_THE PROBLEM_
Are you able to quote each entry exactly as written?

_PROVIDED RECORDS_
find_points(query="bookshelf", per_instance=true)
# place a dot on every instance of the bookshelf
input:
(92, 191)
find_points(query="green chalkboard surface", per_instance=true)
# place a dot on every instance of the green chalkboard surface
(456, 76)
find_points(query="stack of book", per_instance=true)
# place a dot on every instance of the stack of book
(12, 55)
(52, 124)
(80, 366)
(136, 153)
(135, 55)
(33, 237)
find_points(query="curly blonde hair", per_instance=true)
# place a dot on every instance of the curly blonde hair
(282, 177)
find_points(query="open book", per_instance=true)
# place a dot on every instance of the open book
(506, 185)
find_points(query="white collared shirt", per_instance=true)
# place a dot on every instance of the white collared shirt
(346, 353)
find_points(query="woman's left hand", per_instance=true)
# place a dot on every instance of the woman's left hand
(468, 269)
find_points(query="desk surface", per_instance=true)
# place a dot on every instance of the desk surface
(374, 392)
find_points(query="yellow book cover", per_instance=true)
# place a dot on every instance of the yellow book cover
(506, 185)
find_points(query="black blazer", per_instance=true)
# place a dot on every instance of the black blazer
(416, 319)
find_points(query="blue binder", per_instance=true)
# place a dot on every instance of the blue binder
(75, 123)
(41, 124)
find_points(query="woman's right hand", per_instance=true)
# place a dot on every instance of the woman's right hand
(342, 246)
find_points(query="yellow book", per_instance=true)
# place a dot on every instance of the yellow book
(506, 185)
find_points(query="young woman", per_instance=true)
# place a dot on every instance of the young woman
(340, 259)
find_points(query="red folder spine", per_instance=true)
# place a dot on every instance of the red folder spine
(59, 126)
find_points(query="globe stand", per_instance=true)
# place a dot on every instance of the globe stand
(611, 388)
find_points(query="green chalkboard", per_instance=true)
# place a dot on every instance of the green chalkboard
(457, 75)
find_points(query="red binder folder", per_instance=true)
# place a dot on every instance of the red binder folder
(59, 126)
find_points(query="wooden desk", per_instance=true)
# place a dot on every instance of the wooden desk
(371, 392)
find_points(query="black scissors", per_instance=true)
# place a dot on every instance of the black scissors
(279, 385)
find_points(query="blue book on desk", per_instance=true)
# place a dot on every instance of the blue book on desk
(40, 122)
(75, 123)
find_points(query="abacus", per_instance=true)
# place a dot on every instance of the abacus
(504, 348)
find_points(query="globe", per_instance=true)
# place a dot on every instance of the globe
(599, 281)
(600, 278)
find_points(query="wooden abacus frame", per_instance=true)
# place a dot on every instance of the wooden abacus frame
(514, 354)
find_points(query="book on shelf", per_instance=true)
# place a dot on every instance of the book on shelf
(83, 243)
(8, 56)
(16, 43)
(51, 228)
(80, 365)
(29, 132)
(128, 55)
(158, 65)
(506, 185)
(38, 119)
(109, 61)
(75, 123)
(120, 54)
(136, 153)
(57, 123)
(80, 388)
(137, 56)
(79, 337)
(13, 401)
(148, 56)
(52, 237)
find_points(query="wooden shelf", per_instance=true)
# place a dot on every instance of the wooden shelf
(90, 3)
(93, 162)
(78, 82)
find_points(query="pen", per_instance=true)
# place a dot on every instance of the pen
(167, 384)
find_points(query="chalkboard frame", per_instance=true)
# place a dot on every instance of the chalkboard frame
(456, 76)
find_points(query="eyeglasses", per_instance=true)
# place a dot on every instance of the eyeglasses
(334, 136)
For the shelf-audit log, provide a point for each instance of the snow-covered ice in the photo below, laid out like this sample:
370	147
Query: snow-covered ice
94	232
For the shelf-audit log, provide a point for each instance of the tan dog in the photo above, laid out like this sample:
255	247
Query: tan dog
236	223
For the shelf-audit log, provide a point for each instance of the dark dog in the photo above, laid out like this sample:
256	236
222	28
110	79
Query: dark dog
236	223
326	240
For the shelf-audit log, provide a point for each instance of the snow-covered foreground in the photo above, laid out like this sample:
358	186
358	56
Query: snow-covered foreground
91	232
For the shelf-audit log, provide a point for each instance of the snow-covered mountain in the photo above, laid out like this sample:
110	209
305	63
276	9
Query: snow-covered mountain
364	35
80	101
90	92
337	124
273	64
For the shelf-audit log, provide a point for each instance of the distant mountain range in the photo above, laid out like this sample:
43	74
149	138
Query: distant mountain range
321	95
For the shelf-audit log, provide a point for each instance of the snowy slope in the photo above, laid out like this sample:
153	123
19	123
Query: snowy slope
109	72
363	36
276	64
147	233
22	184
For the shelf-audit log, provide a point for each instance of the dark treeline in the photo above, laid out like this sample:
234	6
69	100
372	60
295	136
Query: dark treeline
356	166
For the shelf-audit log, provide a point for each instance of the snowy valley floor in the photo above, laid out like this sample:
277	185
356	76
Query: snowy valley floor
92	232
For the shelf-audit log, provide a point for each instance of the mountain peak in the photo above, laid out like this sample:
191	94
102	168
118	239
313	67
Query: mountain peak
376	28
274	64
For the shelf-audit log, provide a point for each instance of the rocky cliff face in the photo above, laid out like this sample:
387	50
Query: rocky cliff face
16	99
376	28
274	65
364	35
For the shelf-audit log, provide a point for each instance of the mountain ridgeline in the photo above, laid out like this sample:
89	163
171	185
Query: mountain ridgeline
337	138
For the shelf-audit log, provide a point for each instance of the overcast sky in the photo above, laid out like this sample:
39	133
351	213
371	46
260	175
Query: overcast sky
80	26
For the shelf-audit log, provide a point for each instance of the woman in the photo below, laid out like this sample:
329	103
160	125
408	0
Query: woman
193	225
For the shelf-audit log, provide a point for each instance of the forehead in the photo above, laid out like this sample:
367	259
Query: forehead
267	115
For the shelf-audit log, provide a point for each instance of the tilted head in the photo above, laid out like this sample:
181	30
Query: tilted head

_RESULT_
find_points(query="bookshelf", per_instance=true)
# place a dot on every instance of the bookshelf
input:
(92, 191)
find_points(query="green chalkboard surface", per_instance=true)
# place a dot on every instance of the green chalkboard surface
(456, 76)
find_points(query="stack of book", per_instance=true)
# place a dot on every instance of the stack of book
(12, 55)
(52, 124)
(80, 366)
(136, 153)
(135, 55)
(33, 237)
find_points(query="curly blonde hair", per_instance=true)
# place a dot on every instance of the curly blonde hair
(282, 177)
find_points(query="open book", per_instance=true)
# place a dot on every instance of the open book
(506, 185)
find_points(query="white collared shirt", per_instance=true)
# place a dot on every instance of the white collared shirt
(346, 353)
find_points(query="woman's left hand", per_instance=true)
# place a dot on every instance of the woman's left hand
(468, 269)
find_points(query="desk surface", per_instance=true)
# place a dot on every instance of the desk surface
(374, 392)
find_points(query="yellow book cover", per_instance=true)
# place a dot on every instance of the yellow book cover
(506, 185)
find_points(query="black blazer", per_instance=true)
# place a dot on every instance of the black blazer
(416, 319)
find_points(query="blue binder", per_instance=true)
# place a dot on every instance of the blue binder
(75, 123)
(41, 124)
find_points(query="woman's right hand", per_instance=true)
# place a dot on every instance of the woman's right hand
(342, 246)
find_points(query="yellow book", per_instance=true)
# place a dot on every instance of the yellow book
(506, 185)
find_points(query="young woman", per_instance=true)
# place a dot on every instance of the young woman
(340, 259)
find_points(query="red folder spine", per_instance=true)
# place a dot on every instance of the red folder spine
(59, 126)
find_points(query="globe stand", per_instance=true)
# place a dot on every instance of the globe stand
(611, 388)
find_points(query="green chalkboard", per_instance=true)
# place a dot on every instance of the green chalkboard
(457, 75)
find_points(query="red binder folder", per_instance=true)
# place a dot on every instance of the red binder folder
(59, 126)
find_points(query="wooden desk", per_instance=true)
# place a dot on every instance of the wooden desk
(371, 392)
find_points(query="black scissors", per_instance=true)
# place a dot on every instance of the black scissors
(279, 385)
find_points(query="blue book on desk", per_instance=true)
# place a dot on every instance of the blue book on desk
(40, 122)
(75, 123)
find_points(query="abacus", per_instance=true)
# place a dot on every instance of the abacus
(504, 348)
find_points(query="globe", per_instance=true)
# place a dot on every instance of the globe
(599, 281)
(600, 278)
find_points(query="wooden abacus frame", per_instance=true)
# place a dot on every instance of the wooden abacus frame
(514, 354)
find_points(query="book on shelf", per_instance=true)
# place a dot on every instance of the book on shelf
(83, 243)
(8, 56)
(16, 43)
(51, 228)
(80, 365)
(29, 132)
(128, 55)
(158, 65)
(506, 185)
(38, 119)
(109, 61)
(75, 123)
(120, 54)
(136, 153)
(57, 123)
(80, 388)
(137, 56)
(79, 337)
(13, 401)
(148, 56)
(52, 237)
find_points(query="wooden shelf", per_instance=true)
# place a dot on every instance of the wooden shelf
(90, 3)
(93, 162)
(78, 82)
find_points(query="pen", per_instance=true)
# place a dot on every instance of the pen
(167, 384)
find_points(query="chalkboard frame", per_instance=true)
# place a dot on every instance of the chalkboard frame
(456, 76)
find_points(query="eyeglasses", per_instance=true)
# place a dot on every instance of the eyeglasses
(334, 136)
For the shelf-audit log, provide a point for each instance of the snow-covered ice in the photo below, laid out like this sample:
370	147
Query: snow-covered ice
94	232
For the shelf-audit log, provide a point for each instance of the tan dog in the photo above, laid out like this sample:
255	247
Query: tan dog
236	223
For the shelf-audit log, provide a point for each instance of the dark dog in the photo above, laid out like this sample:
256	236
222	28
110	79
Query: dark dog
236	223
326	240
For the shelf-audit log, provide a point for each instance of the snow-covered foreground in the photo above, laid out like this sample:
358	186
358	56
Query: snow-covered foreground
91	232
For the shelf-audit log, provide a point for each instance of the snow-covered mountain in the photo above, laid out like this sample:
110	209
305	63
276	9
Query: snow-covered mountain
364	35
80	101
90	92
337	124
273	64
For the shelf-audit log, provide a point for each instance of the distant mountain range in the photo above, laid out like this sample:
43	74
149	138
Query: distant mountain range
321	95
For the shelf-audit log, provide a point for each instance of the snowy slope in the photo above, laid out like this sample:
153	123
19	123
Query: snowy slope
109	72
363	36
276	64
147	233
22	184
For the shelf-audit log, provide a point for each instance of the dark treeline in the photo above, laid out like this sample:
234	6
69	100
372	60
295	136
Query: dark treeline
356	166
For the shelf-audit log, provide a point for each instance of the snowy valley floor in the photo above, laid out like this sample:
277	185
356	76
Query: snowy valley floor
92	232
For the shelf-audit log, provide a point for each instance of the mountain peak in the photo above, laid out like this sample:
191	94
102	168
118	239
313	67
Query: mountain peak
376	28
274	64
For the shelf-audit log, provide a point for each instance of the rocky cliff face in the photo above, laid out like this sample:
387	50
Query: rocky cliff face
16	99
376	28
274	65
364	35
For the shelf-audit log, provide a point for each instance of the mountain ridgeline in the photo above, laid out like this sample:
89	163
171	185
Query: mountain ridgeline
337	138
For the shelf-audit log, provide a point for each instance of the overcast sky in the photo above, laid out like this sample:
39	133
351	213
371	46
260	175
Query: overcast sky
80	26
For the shelf-audit log, provide a point for each instance of the woman in the photo below, laid out like this sample:
329	103
160	125
408	0
Query: woman
193	225
For the shelf-audit log, provide a point for each instance of the forehead in the photo above, laid out like this sample:
367	259
Query: forehead
267	115
For the shelf-audit log, provide a point for each instance of the tilted head in the photo above, laid out like this sample:
181	30
Query: tilted head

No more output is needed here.